▶ _WHAT IS NEEDED_
Each line below that contains "black" counts once; report the total and nothing more.

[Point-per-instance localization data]
/---

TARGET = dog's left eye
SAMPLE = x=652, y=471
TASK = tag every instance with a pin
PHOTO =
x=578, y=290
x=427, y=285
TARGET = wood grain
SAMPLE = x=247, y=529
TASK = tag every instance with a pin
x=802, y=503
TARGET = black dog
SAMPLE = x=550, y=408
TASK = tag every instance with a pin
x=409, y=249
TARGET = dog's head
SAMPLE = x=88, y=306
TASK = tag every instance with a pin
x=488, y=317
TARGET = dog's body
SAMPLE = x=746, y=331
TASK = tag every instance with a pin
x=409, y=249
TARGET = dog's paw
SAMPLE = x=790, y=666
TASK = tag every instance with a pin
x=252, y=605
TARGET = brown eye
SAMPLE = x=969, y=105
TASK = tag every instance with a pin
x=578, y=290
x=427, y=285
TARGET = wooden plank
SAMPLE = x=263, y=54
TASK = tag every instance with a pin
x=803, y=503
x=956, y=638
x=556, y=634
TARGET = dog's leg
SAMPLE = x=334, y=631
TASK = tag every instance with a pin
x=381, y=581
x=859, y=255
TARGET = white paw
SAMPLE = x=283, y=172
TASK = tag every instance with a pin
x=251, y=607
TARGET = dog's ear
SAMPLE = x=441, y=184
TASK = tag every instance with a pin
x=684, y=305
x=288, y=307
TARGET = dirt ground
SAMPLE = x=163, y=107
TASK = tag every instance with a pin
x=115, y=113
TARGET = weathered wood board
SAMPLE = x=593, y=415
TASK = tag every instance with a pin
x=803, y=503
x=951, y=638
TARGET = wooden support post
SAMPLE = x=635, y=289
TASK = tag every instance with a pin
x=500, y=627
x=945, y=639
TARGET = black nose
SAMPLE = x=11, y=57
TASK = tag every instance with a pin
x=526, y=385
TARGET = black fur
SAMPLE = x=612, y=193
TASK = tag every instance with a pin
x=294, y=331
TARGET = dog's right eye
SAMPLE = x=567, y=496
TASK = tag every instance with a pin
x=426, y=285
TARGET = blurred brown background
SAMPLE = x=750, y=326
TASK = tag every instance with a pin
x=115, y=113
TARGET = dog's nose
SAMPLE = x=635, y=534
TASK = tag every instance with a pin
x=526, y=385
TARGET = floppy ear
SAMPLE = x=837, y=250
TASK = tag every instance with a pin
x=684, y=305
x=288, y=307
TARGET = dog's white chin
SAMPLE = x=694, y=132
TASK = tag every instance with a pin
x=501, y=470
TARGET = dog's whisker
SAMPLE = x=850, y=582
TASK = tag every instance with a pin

\---

▶ _EXERCISE SOLUTION_
3